(Stored data entries)
========================================

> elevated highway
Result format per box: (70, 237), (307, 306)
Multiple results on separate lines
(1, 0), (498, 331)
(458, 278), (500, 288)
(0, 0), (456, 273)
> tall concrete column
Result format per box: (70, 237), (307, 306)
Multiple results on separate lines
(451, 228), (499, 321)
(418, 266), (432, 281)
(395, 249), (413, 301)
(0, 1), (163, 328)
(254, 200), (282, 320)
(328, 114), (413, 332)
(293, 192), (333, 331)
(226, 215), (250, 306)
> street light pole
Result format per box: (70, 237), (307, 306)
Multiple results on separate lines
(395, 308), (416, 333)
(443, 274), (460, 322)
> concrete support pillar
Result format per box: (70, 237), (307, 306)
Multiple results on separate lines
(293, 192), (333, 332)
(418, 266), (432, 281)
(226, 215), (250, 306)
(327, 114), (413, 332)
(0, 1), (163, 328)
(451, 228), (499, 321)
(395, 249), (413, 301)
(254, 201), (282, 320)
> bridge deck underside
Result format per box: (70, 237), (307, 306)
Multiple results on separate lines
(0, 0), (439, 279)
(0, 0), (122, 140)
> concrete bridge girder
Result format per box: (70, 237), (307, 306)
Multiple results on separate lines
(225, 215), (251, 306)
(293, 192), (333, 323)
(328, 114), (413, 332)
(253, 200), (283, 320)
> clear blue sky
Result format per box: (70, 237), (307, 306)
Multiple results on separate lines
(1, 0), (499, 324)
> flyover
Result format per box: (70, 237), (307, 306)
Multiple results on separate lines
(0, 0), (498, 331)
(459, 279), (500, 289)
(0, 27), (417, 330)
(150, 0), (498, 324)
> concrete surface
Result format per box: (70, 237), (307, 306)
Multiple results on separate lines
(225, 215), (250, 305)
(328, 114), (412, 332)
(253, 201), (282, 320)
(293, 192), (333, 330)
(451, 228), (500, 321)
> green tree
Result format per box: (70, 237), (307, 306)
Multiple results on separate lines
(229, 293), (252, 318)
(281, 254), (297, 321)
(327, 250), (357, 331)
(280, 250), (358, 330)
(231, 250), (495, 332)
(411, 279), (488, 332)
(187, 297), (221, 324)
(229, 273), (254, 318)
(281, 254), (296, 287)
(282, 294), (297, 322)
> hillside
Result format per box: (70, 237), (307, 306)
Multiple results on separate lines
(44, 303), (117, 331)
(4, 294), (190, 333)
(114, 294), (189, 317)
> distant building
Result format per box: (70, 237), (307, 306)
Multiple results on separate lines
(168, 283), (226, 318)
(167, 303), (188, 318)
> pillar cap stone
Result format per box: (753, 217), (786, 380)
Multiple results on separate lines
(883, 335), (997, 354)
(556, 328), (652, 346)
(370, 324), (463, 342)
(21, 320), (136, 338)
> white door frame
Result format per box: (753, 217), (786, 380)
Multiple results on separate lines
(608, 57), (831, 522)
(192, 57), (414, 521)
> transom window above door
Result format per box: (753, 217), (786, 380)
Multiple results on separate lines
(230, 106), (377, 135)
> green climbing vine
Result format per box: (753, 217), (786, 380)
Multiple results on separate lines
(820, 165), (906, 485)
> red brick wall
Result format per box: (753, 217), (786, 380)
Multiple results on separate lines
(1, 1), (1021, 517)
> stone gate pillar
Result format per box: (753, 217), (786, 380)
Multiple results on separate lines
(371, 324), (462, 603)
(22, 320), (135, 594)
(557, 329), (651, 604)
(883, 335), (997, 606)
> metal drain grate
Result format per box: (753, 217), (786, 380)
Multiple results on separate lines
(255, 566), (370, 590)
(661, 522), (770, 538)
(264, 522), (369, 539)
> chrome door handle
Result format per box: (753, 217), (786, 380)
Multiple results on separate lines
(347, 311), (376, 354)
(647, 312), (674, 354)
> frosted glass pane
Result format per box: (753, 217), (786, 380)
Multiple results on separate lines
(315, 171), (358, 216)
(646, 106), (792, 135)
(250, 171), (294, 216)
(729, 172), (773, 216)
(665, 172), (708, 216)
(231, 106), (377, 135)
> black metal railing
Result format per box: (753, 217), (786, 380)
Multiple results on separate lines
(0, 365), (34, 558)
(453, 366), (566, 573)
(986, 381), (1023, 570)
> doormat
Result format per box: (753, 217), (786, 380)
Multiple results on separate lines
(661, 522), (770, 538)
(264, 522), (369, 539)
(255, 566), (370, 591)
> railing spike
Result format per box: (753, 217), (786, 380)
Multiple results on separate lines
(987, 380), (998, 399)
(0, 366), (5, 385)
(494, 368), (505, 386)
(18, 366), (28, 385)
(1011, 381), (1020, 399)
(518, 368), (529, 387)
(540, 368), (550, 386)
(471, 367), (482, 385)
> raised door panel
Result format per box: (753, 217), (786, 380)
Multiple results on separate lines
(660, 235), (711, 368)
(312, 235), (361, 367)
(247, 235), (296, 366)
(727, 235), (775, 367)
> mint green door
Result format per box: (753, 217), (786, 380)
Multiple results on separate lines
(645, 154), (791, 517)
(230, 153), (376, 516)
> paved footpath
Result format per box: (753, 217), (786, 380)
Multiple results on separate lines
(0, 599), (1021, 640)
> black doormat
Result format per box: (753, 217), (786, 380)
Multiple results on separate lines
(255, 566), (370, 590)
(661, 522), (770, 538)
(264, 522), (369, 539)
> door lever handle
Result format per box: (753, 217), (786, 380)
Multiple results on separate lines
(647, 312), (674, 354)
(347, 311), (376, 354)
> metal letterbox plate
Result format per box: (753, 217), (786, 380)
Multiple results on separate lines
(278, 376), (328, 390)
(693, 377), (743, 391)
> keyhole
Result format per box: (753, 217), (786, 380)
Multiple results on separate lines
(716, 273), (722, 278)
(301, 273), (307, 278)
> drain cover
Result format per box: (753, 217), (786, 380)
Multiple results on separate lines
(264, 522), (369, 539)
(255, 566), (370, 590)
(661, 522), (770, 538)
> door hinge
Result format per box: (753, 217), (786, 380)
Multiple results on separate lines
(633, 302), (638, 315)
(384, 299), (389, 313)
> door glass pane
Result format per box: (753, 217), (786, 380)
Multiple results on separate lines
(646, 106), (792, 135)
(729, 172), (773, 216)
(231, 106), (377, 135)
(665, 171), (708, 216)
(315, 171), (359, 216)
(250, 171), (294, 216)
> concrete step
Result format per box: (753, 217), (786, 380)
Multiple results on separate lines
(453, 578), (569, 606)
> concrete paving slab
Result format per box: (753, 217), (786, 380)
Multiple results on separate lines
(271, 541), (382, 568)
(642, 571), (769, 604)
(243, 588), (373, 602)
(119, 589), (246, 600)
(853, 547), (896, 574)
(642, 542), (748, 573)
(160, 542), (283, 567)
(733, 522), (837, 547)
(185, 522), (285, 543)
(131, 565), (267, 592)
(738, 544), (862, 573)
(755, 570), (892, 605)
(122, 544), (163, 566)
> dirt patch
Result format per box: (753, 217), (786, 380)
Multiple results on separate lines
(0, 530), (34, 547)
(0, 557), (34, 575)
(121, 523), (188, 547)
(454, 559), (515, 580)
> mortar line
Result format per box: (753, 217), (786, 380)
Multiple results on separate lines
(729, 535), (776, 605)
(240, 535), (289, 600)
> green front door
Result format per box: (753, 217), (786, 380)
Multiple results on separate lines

========================================

**WHAT IS BEING ASKED:**
Transcribe every record above so that nothing differs from the original.

**OUTPUT OF THE EXERCISE:**
> elevated highway
Result format per box: (70, 237), (307, 306)
Multiple results on separate lines
(1, 0), (498, 331)
(458, 278), (500, 288)
(0, 0), (456, 273)
> tall concrete column
Result format per box: (70, 237), (307, 306)
Multiple results on separate lines
(451, 228), (499, 321)
(418, 266), (432, 281)
(395, 249), (413, 301)
(0, 1), (163, 328)
(254, 200), (282, 320)
(328, 114), (413, 332)
(293, 192), (333, 331)
(226, 215), (250, 306)
> street light pole
Result format per box: (70, 237), (307, 306)
Multiple results on separate lines
(395, 308), (416, 333)
(443, 274), (460, 322)
> concrete support pillar
Result format per box: (70, 237), (307, 306)
Multiple results on separate lines
(293, 192), (333, 332)
(418, 266), (432, 281)
(226, 215), (250, 306)
(327, 114), (413, 332)
(0, 1), (163, 328)
(451, 228), (499, 321)
(395, 249), (413, 301)
(254, 201), (282, 320)
> bridge deck underside
Result format per box: (70, 237), (307, 306)
Multiple results on separate lines
(0, 0), (439, 279)
(0, 0), (122, 140)
> concrete bridge girder
Result format per box: (70, 237), (307, 306)
Multiple results on separate lines
(225, 215), (251, 306)
(293, 192), (333, 323)
(328, 114), (413, 332)
(253, 200), (283, 320)
> clear blue sky
Result format per box: (70, 237), (307, 306)
Multiple results on separate lines
(1, 0), (499, 324)
> flyover
Result format per box: (70, 237), (307, 306)
Multiple results on separate lines
(0, 0), (498, 331)
(459, 279), (500, 289)
(0, 27), (417, 330)
(150, 0), (498, 324)
> concrete surface
Result format per box: (70, 237), (307, 306)
Multiple results on separate lines
(225, 215), (250, 305)
(328, 114), (412, 332)
(253, 201), (282, 320)
(293, 192), (333, 330)
(451, 228), (500, 321)
> green tree
Result format per box: (70, 237), (307, 306)
Multiple results on separate lines
(229, 293), (252, 318)
(281, 254), (297, 321)
(327, 250), (357, 331)
(280, 250), (358, 330)
(231, 250), (495, 332)
(411, 279), (488, 332)
(187, 297), (221, 324)
(229, 273), (254, 318)
(281, 254), (296, 287)
(282, 294), (297, 322)
> hillside
Result format per box: (70, 237), (307, 306)
Multiple results on separate lines
(44, 303), (117, 331)
(4, 294), (190, 333)
(114, 294), (189, 317)
> distant building
Result format per box: (70, 237), (307, 306)
Multiple results on separate lines
(168, 283), (226, 318)
(167, 303), (188, 318)
> pillar cap stone
Result format per box: (753, 217), (786, 380)
Multiple results on separate lines
(883, 335), (997, 354)
(556, 328), (652, 346)
(370, 324), (463, 342)
(21, 320), (136, 338)
> white door frame
Result format per box: (753, 217), (786, 380)
Multiple results on separate lines
(608, 57), (831, 522)
(192, 57), (414, 521)
> transom window above door
Result format per box: (753, 217), (786, 380)
Multiple results on separate lines
(230, 106), (377, 135)
> green climbing vine
Result format per box: (753, 217), (786, 380)
Multiple results on separate lines
(820, 165), (906, 485)
> red brick wall
Result format per box: (753, 217), (786, 380)
Multiple results on separate lines
(1, 1), (1021, 517)
> stone gate pillar
Result format per box: (753, 217), (786, 380)
Multiple results on separate lines
(371, 324), (462, 603)
(22, 320), (135, 594)
(557, 329), (651, 604)
(883, 335), (997, 606)
> metal drain grate
Result format per box: (753, 217), (786, 380)
Multiple results on separate lines
(255, 566), (370, 590)
(661, 522), (770, 538)
(264, 522), (369, 539)
> chrome door handle
Result format per box: (753, 217), (786, 380)
Multiple results on separate lines
(347, 311), (376, 354)
(647, 312), (674, 354)
> frosted glass pane
Result format per box: (753, 217), (786, 380)
Multiple results on separate lines
(315, 171), (358, 216)
(646, 106), (792, 135)
(250, 171), (294, 216)
(729, 172), (773, 216)
(665, 172), (708, 216)
(231, 106), (377, 135)
> black metal railing
Result format per box: (753, 217), (786, 380)
Multiple results on separate lines
(0, 365), (34, 558)
(453, 366), (566, 573)
(986, 381), (1023, 570)
> doormat
Result format per box: (753, 217), (786, 380)
Multiple results on separate lines
(661, 522), (770, 538)
(264, 522), (369, 539)
(255, 566), (370, 591)
> railing spike
Result format per box: (753, 217), (786, 380)
Multiple results on separate lines
(987, 380), (998, 399)
(0, 366), (5, 385)
(494, 368), (505, 386)
(18, 366), (28, 385)
(1011, 381), (1020, 399)
(518, 368), (529, 387)
(540, 368), (550, 386)
(471, 367), (482, 385)
> raised door panel
Result format per box: (753, 217), (786, 380)
Multiple results on separate lines
(660, 235), (711, 368)
(312, 235), (361, 367)
(247, 235), (296, 366)
(727, 235), (775, 367)
> mint green door
Result format per box: (753, 217), (786, 380)
Multiple results on separate lines
(645, 154), (791, 517)
(230, 153), (376, 516)
> paved footpath
Result format per box: (753, 217), (786, 380)
Multiple results on separate lines
(0, 599), (1021, 640)
> black doormat
Result format per box: (753, 217), (786, 380)
Multiple results on separate lines
(255, 566), (370, 590)
(661, 522), (770, 538)
(264, 522), (369, 539)
> door lever handle
Result format per box: (753, 217), (786, 380)
Multiple results on separate lines
(647, 312), (674, 354)
(347, 311), (376, 354)
> metal letterbox plate
Result format per box: (753, 217), (786, 380)
Multiple results on separate lines
(278, 376), (328, 390)
(693, 377), (743, 391)
> keyhole
Result format per box: (753, 217), (786, 380)
Multiple results on separate lines
(716, 273), (722, 278)
(301, 273), (307, 278)
> drain cover
Result format per box: (753, 217), (786, 380)
Multiple results on separate lines
(264, 522), (369, 539)
(255, 566), (370, 590)
(661, 522), (770, 538)
> door hinge
Result format per box: (753, 217), (786, 380)
Multiple results on separate lines
(633, 302), (638, 315)
(384, 299), (389, 313)
> door glass pane
Result format per box: (753, 217), (786, 380)
Multiple results on separate lines
(646, 106), (792, 135)
(729, 172), (773, 216)
(231, 106), (377, 135)
(665, 171), (708, 216)
(315, 171), (359, 216)
(250, 171), (294, 216)
> concrete step
Result format per box: (753, 217), (786, 380)
Multiple results on separate lines
(453, 578), (569, 606)
> concrete paving slab
Result format per box: (753, 217), (786, 380)
Multiple results on separate lines
(271, 541), (382, 568)
(642, 571), (769, 604)
(243, 588), (373, 602)
(119, 589), (246, 600)
(853, 547), (896, 574)
(642, 542), (748, 573)
(160, 542), (283, 567)
(733, 522), (837, 547)
(185, 522), (285, 543)
(131, 565), (267, 592)
(738, 544), (862, 573)
(755, 570), (892, 605)
(122, 544), (163, 566)
> dirt patch
Result format per box: (753, 217), (786, 380)
Multiple results on separate lines
(0, 530), (34, 547)
(0, 557), (34, 575)
(121, 523), (188, 547)
(454, 559), (515, 580)
> mortar line
Result format per box: (753, 217), (786, 380)
Multiple results on separate lines
(729, 535), (776, 605)
(240, 535), (289, 600)
> green front door
Result format per box: (753, 217), (786, 380)
Multiple results on separate lines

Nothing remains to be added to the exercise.